** Start of THE INPUT **

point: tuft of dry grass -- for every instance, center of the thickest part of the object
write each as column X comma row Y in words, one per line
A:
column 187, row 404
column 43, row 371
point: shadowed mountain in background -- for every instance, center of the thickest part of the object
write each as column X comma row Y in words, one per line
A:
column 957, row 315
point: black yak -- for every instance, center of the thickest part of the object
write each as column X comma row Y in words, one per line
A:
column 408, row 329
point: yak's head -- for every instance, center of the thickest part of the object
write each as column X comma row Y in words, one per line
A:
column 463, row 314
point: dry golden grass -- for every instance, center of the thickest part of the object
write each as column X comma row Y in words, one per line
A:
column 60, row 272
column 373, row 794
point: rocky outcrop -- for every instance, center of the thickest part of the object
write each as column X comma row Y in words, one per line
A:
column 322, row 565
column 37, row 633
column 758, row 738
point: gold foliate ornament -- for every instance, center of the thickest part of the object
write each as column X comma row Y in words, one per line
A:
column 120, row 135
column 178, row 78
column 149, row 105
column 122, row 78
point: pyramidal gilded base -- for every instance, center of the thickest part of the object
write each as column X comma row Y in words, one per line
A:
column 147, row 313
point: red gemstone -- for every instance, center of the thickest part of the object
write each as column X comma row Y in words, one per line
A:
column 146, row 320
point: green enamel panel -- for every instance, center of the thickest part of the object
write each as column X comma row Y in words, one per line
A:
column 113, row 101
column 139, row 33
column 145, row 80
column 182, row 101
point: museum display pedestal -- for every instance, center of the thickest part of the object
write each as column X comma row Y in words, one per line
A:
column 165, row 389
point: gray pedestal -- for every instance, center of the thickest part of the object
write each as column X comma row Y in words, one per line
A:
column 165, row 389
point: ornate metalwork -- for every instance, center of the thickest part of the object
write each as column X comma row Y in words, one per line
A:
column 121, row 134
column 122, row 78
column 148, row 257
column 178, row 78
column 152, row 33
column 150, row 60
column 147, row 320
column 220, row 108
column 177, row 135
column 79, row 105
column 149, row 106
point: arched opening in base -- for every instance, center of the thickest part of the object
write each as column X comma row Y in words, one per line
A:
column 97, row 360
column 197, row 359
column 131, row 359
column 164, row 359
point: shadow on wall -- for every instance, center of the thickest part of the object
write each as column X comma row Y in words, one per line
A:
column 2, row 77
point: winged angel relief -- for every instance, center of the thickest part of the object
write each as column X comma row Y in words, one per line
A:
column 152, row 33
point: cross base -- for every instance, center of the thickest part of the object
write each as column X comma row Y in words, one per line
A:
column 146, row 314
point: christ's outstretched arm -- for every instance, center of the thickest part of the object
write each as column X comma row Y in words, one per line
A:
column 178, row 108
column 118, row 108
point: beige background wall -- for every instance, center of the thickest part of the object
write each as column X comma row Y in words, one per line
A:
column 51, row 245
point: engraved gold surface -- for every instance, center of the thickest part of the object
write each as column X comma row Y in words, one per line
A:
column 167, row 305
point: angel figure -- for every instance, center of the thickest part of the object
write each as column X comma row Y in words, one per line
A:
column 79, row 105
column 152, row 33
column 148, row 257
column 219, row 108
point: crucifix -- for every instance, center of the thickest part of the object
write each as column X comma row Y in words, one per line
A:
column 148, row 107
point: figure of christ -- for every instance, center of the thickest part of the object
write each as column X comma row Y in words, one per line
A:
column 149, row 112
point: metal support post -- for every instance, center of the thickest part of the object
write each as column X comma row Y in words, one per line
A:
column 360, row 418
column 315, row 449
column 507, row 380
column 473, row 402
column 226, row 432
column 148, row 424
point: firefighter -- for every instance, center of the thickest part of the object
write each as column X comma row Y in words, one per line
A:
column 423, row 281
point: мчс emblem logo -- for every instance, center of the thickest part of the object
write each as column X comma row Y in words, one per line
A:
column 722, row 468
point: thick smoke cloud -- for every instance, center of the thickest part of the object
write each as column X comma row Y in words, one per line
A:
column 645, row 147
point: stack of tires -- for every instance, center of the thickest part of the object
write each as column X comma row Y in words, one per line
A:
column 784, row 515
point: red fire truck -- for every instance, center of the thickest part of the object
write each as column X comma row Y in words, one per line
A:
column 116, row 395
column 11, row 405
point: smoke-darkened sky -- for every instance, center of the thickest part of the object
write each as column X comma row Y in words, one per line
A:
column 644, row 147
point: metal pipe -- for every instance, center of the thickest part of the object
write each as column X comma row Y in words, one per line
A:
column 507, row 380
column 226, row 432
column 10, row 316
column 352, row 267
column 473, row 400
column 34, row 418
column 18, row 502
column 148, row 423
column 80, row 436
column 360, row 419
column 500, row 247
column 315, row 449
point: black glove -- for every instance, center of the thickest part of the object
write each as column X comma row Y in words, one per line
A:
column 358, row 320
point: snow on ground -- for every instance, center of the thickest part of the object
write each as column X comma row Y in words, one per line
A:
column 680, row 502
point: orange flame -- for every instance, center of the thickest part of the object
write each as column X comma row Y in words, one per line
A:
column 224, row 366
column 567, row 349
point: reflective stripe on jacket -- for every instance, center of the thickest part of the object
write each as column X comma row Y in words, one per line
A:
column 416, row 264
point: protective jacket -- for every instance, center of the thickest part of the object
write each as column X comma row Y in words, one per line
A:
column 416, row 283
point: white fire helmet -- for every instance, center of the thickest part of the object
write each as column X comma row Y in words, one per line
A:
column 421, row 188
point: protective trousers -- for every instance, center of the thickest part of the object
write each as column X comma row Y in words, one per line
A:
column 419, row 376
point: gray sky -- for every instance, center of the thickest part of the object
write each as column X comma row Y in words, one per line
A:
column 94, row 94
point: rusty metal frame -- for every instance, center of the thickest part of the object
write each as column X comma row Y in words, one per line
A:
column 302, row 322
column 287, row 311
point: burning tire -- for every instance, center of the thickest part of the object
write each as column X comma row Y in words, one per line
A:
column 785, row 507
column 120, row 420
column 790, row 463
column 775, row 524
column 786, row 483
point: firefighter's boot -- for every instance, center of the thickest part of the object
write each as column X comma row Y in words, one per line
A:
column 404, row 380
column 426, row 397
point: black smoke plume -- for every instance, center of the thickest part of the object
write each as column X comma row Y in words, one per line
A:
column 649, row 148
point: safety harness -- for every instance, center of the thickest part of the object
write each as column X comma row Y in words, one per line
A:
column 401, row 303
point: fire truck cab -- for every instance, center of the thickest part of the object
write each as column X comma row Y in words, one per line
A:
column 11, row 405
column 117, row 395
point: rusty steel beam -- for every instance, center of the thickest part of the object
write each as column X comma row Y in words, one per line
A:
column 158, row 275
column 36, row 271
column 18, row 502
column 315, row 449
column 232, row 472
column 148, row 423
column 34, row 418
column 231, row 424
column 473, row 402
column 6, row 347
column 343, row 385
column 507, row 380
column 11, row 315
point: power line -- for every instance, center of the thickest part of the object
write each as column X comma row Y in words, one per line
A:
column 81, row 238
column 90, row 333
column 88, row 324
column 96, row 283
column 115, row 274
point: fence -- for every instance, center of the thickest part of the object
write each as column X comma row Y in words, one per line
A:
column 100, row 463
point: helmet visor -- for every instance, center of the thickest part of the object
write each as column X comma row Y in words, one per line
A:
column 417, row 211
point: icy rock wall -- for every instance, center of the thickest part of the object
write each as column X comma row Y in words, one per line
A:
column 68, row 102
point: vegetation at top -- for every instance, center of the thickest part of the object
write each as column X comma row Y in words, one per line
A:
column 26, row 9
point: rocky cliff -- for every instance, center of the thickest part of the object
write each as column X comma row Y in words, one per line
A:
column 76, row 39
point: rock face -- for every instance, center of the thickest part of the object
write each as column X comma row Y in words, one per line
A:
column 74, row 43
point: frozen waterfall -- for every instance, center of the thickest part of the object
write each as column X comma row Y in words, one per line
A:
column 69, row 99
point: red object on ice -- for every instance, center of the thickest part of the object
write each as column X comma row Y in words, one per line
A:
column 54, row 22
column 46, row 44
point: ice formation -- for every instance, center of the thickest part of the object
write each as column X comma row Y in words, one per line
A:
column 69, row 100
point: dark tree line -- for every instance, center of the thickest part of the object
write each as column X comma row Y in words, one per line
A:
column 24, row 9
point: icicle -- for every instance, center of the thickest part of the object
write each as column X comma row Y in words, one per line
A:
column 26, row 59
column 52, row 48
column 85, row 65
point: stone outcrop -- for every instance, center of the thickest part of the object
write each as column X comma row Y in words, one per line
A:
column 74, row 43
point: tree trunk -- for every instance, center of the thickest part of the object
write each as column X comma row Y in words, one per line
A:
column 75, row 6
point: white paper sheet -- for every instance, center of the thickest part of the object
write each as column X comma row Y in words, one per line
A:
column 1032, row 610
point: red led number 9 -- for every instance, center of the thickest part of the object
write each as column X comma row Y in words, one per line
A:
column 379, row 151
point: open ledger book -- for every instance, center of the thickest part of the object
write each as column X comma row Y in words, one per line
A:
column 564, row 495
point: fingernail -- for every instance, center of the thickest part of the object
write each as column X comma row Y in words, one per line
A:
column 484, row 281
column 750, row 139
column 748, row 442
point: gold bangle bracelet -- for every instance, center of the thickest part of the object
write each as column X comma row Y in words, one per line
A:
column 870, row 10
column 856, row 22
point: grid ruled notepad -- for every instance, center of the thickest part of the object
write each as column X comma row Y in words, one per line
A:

** End of THE INPUT **

§ **THE REQUEST**
Find "point: fingernail -- for" in the data above, then repeat that line and all lines after it exactly, ending with the final line.

§ **TASK ANSWER**
point: fingernail -- for every instance, center of the thickest part of the object
write each as column X comma row Y in words, one per line
A:
column 484, row 281
column 750, row 139
column 748, row 442
point: gold bangle bracelet -- for every instance, center of the thickest part of the object
write each as column X comma row Y in words, one per line
A:
column 870, row 10
column 856, row 22
point: grid ruled notepad -- for every instance, center of the thickest part of the object
write each as column X comma row Y in words, one per line
A:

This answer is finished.